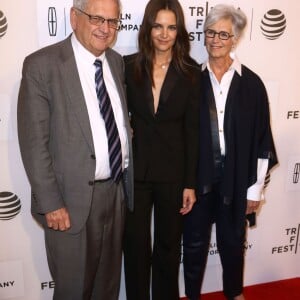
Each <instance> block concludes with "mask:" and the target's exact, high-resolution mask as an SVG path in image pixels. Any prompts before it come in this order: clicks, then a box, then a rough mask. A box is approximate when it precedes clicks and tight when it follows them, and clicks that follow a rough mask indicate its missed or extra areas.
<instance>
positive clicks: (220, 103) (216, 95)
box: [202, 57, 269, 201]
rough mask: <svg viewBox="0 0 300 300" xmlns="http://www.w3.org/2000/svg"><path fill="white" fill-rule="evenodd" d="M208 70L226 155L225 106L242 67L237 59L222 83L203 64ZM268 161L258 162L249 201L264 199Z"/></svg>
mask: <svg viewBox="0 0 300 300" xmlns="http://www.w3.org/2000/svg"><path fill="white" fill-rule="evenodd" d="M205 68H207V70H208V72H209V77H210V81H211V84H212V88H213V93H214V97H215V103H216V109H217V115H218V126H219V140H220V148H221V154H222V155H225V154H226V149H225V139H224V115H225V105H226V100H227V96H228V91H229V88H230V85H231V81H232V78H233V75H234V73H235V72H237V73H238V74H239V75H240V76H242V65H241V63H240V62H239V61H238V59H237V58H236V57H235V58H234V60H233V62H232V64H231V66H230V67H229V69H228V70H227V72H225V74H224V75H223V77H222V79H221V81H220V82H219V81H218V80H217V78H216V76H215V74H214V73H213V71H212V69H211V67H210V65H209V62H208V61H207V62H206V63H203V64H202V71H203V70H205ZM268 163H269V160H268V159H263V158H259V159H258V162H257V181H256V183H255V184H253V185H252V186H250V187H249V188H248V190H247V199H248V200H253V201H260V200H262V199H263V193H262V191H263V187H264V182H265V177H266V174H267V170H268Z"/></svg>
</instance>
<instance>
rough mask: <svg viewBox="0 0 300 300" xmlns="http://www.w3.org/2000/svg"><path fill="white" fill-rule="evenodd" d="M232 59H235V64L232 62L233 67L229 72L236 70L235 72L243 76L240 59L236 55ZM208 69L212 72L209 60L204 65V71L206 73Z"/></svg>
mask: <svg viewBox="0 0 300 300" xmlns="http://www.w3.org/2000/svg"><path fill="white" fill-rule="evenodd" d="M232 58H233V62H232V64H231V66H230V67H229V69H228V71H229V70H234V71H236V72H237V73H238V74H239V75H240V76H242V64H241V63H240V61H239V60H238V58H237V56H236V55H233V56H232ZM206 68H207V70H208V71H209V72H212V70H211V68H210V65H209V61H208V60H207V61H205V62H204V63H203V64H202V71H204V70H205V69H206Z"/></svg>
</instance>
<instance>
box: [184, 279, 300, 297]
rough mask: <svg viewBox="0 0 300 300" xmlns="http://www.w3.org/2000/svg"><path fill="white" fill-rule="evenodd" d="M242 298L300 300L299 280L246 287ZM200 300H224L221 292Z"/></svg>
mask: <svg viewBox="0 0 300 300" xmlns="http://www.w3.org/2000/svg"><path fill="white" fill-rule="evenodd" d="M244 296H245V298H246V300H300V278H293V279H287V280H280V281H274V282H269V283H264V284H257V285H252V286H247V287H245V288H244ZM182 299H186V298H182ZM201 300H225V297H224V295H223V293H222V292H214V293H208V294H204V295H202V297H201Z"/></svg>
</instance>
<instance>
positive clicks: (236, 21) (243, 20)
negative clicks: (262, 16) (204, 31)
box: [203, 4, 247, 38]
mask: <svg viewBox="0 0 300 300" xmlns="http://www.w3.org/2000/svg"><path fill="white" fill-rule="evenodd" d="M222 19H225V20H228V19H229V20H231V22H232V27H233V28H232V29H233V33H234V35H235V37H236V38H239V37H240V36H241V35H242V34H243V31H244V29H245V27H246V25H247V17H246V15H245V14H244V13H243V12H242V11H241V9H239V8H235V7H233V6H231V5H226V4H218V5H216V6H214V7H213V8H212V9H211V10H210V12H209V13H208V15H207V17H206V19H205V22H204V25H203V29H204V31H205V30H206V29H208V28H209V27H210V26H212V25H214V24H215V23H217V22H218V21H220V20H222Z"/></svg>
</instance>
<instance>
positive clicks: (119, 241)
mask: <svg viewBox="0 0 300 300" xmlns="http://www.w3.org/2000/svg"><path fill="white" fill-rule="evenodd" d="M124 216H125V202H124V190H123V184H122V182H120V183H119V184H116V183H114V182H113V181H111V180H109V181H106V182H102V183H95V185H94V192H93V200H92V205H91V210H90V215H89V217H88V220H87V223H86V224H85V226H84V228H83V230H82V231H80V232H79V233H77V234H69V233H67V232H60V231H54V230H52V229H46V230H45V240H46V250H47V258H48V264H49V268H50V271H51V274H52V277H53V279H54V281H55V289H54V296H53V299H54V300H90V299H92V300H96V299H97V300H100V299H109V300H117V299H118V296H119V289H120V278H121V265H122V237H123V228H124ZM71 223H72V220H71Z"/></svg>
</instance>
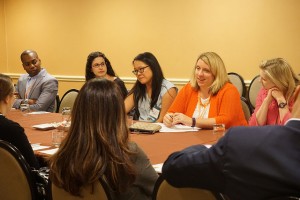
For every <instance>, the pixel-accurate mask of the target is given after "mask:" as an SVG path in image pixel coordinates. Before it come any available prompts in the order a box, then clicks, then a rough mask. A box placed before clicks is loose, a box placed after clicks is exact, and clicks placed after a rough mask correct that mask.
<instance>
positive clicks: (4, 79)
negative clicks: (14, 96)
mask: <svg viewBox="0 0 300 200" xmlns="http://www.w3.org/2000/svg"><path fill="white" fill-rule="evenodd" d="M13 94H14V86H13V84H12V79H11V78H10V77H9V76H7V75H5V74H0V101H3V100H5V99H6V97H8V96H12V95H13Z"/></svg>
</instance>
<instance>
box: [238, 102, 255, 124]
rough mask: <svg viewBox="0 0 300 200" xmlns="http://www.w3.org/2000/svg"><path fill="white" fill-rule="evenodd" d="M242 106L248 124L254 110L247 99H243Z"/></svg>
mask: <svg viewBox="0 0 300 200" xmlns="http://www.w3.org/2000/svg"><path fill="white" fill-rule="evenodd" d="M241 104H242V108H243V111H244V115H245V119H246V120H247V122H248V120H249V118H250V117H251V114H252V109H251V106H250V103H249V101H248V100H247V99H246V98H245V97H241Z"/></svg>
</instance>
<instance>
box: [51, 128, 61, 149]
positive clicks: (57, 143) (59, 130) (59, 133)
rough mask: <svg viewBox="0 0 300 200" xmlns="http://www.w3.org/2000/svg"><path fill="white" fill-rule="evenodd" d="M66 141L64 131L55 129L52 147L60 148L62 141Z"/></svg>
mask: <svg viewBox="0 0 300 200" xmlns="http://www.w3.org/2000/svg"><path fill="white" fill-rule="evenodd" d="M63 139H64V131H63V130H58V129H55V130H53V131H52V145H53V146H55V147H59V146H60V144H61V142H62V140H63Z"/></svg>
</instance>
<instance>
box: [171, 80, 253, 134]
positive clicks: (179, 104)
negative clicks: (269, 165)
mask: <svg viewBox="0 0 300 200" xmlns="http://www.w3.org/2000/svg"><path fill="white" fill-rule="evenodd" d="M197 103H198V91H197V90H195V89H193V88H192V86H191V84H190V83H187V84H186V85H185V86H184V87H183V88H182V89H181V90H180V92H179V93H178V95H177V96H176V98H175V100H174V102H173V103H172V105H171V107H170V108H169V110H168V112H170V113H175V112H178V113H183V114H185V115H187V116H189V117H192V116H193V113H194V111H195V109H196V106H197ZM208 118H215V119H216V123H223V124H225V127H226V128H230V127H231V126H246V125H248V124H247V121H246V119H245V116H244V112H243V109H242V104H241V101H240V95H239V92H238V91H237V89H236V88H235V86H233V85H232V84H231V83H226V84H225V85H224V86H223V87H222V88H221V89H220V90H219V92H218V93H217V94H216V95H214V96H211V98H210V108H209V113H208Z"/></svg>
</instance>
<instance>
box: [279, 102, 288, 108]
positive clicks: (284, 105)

■ TASK PROMPT
Drop every picture from the data, then output all the rest exactly.

■ ANSWER SPACE
Each <instance> block concludes with "mask:" and the target's exact, high-resolution mask as an SVG path in image pixels. Any prompts before it come in this order: clicks, then a box, then a rough mask. A box is approximate when it precedes clicks and tight when it follows them, and clicks that follow a rough mask indicate its missed or extra areas.
<instance>
positive clicks: (220, 103) (216, 95)
box: [202, 57, 269, 201]
rough mask: <svg viewBox="0 0 300 300" xmlns="http://www.w3.org/2000/svg"><path fill="white" fill-rule="evenodd" d="M208 70L226 155L225 106L242 67L237 59L222 83L203 64ZM268 161L258 162L249 201L264 199Z"/></svg>
mask: <svg viewBox="0 0 300 300" xmlns="http://www.w3.org/2000/svg"><path fill="white" fill-rule="evenodd" d="M205 68H207V70H208V72H209V77H210V81H211V84H212V88H213V93H214V97H215V103H216V109H217V115H218V126H219V140H220V148H221V154H222V155H225V154H226V149H225V139H224V115H225V105H226V100H227V96H228V91H229V88H230V85H231V81H232V78H233V75H234V73H235V72H237V73H238V74H239V75H240V76H242V65H241V63H240V62H239V61H238V59H237V58H236V57H235V58H234V60H233V62H232V64H231V66H230V67H229V69H228V70H227V72H225V74H224V75H223V77H222V79H221V81H220V82H219V81H218V80H217V78H216V76H215V74H214V73H213V71H212V69H211V67H210V65H209V62H208V61H207V62H206V63H203V64H202V71H203V70H205ZM268 163H269V160H268V159H263V158H259V159H258V162H257V181H256V183H255V184H253V185H252V186H250V187H249V188H248V190H247V199H248V200H253V201H260V200H262V199H263V193H262V191H263V187H264V182H265V177H266V174H267V170H268Z"/></svg>
</instance>
<instance>
rough mask: <svg viewBox="0 0 300 300" xmlns="http://www.w3.org/2000/svg"><path fill="white" fill-rule="evenodd" d="M232 59H235V64L232 62L233 67L229 72L236 70L235 72L243 76L240 59L236 55ZM208 69L212 72L209 60L204 65V71L206 73Z"/></svg>
mask: <svg viewBox="0 0 300 300" xmlns="http://www.w3.org/2000/svg"><path fill="white" fill-rule="evenodd" d="M232 58H233V62H232V64H231V66H230V67H229V69H228V71H229V70H234V71H236V72H237V73H238V74H239V75H240V76H242V64H241V63H240V61H239V60H238V58H237V56H236V55H233V56H232ZM206 68H207V70H208V71H209V72H212V70H211V68H210V65H209V61H208V60H207V61H205V62H204V63H203V64H202V71H204V70H205V69H206Z"/></svg>
</instance>
<instance>
box: [184, 279, 300, 297]
rough mask: <svg viewBox="0 0 300 300" xmlns="http://www.w3.org/2000/svg"><path fill="white" fill-rule="evenodd" d="M242 298L300 300L299 280L246 287ZM200 300H224L221 292Z"/></svg>
mask: <svg viewBox="0 0 300 300" xmlns="http://www.w3.org/2000/svg"><path fill="white" fill-rule="evenodd" d="M244 296H245V298H246V300H300V278H293V279H287V280H280V281H274V282H269V283H264V284H257V285H252V286H247V287H245V288H244ZM182 299H186V298H182ZM201 300H225V297H224V295H223V293H222V292H214V293H208V294H204V295H202V297H201Z"/></svg>
</instance>
<instance>
positive clicks: (236, 21) (243, 20)
negative clicks: (262, 16) (204, 31)
box: [203, 4, 247, 38]
mask: <svg viewBox="0 0 300 300" xmlns="http://www.w3.org/2000/svg"><path fill="white" fill-rule="evenodd" d="M222 19H225V20H228V19H229V20H231V22H232V27H233V28H232V29H233V33H234V35H235V37H236V38H239V37H240V36H241V35H242V34H243V31H244V29H245V27H246V25H247V17H246V15H245V14H244V13H243V12H242V11H241V9H239V8H235V7H233V6H231V5H226V4H218V5H216V6H214V7H213V8H212V9H211V10H210V12H209V13H208V15H207V17H206V19H205V22H204V25H203V29H204V31H205V30H206V29H208V28H209V27H210V26H212V25H214V24H215V23H217V22H218V21H220V20H222Z"/></svg>
</instance>
<instance>
positive clicks: (119, 241)
mask: <svg viewBox="0 0 300 300" xmlns="http://www.w3.org/2000/svg"><path fill="white" fill-rule="evenodd" d="M124 216H125V202H124V190H123V184H122V182H120V183H119V184H116V183H114V182H113V181H111V180H109V181H106V182H102V183H95V185H94V192H93V200H92V205H91V210H90V215H89V217H88V220H87V223H86V224H85V226H84V228H83V230H82V231H80V232H79V233H77V234H69V233H67V232H60V231H54V230H52V229H46V230H45V240H46V250H47V258H48V264H49V268H50V271H51V274H52V277H53V279H54V281H55V289H54V296H53V299H54V300H90V299H92V300H96V299H97V300H100V299H109V300H117V299H118V296H119V289H120V278H121V265H122V237H123V228H124ZM71 223H72V220H71Z"/></svg>
</instance>
For every <instance>, the pixel-accurate mask of the target is given after "mask:" as an SVG path in image pixel coordinates. Before it come any available prompts in the order a box, then clicks, then a rough mask. A box placed before clicks is loose, a box placed after clicks is exact, and clicks placed after a rough mask correct that mask.
<instance>
positive clicks: (4, 79)
negative clicks: (14, 96)
mask: <svg viewBox="0 0 300 200" xmlns="http://www.w3.org/2000/svg"><path fill="white" fill-rule="evenodd" d="M13 94H14V86H13V84H12V79H11V78H10V77H9V76H7V75H5V74H0V101H3V100H5V99H6V97H8V96H12V95H13Z"/></svg>
</instance>
<instance>
box: [238, 102, 255, 124]
rough mask: <svg viewBox="0 0 300 200" xmlns="http://www.w3.org/2000/svg"><path fill="white" fill-rule="evenodd" d="M242 106L248 124L254 110L247 99H243Z"/></svg>
mask: <svg viewBox="0 0 300 200" xmlns="http://www.w3.org/2000/svg"><path fill="white" fill-rule="evenodd" d="M241 104H242V108H243V111H244V115H245V119H246V120H247V122H248V120H249V118H250V117H251V114H252V109H251V106H250V103H249V101H248V100H247V99H246V98H245V97H241Z"/></svg>
</instance>
<instance>
box: [51, 128, 61, 149]
positive clicks: (57, 143) (59, 130) (59, 133)
rough mask: <svg viewBox="0 0 300 200" xmlns="http://www.w3.org/2000/svg"><path fill="white" fill-rule="evenodd" d="M66 141L64 131L55 129L52 147L60 148L62 141Z"/></svg>
mask: <svg viewBox="0 0 300 200" xmlns="http://www.w3.org/2000/svg"><path fill="white" fill-rule="evenodd" d="M63 139H64V131H63V130H58V129H55V130H53V131H52V145H53V146H55V147H59V146H60V144H61V142H62V140H63Z"/></svg>
</instance>
<instance>
box: [171, 80, 253, 134]
positive clicks: (179, 104)
negative clicks: (269, 165)
mask: <svg viewBox="0 0 300 200" xmlns="http://www.w3.org/2000/svg"><path fill="white" fill-rule="evenodd" d="M197 103H198V91H197V90H195V89H193V88H192V86H191V84H190V83H187V84H186V85H185V86H184V87H183V88H182V89H181V90H180V92H179V93H178V95H177V96H176V98H175V100H174V102H173V103H172V105H171V107H170V108H169V110H168V112H170V113H175V112H178V113H183V114H185V115H187V116H189V117H192V116H193V113H194V111H195V109H196V106H197ZM208 118H215V119H216V123H223V124H225V127H226V128H230V127H231V126H246V125H248V124H247V121H246V119H245V116H244V112H243V109H242V104H241V101H240V95H239V92H238V91H237V89H236V88H235V86H233V85H232V84H231V83H226V84H225V85H224V86H223V87H222V88H221V89H220V90H219V92H218V93H217V94H216V95H214V96H211V98H210V108H209V113H208Z"/></svg>
</instance>
<instance>
box: [279, 102, 288, 108]
positive clicks: (284, 105)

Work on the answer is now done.